WHAT IS BEING ASKED
Write out each line from the data below that includes the word "instance".

───── RECORDS FOR THE EXERCISE ─────

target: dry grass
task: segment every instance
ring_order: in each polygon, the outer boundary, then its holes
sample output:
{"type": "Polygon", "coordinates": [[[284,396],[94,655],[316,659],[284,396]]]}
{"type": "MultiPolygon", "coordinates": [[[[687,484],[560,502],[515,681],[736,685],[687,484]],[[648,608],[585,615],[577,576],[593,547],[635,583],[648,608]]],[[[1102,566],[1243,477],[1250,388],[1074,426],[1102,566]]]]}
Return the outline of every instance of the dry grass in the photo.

─────

YOUR SOLUTION
task: segment every instance
Return the outline of every instance of the dry grass in the photo.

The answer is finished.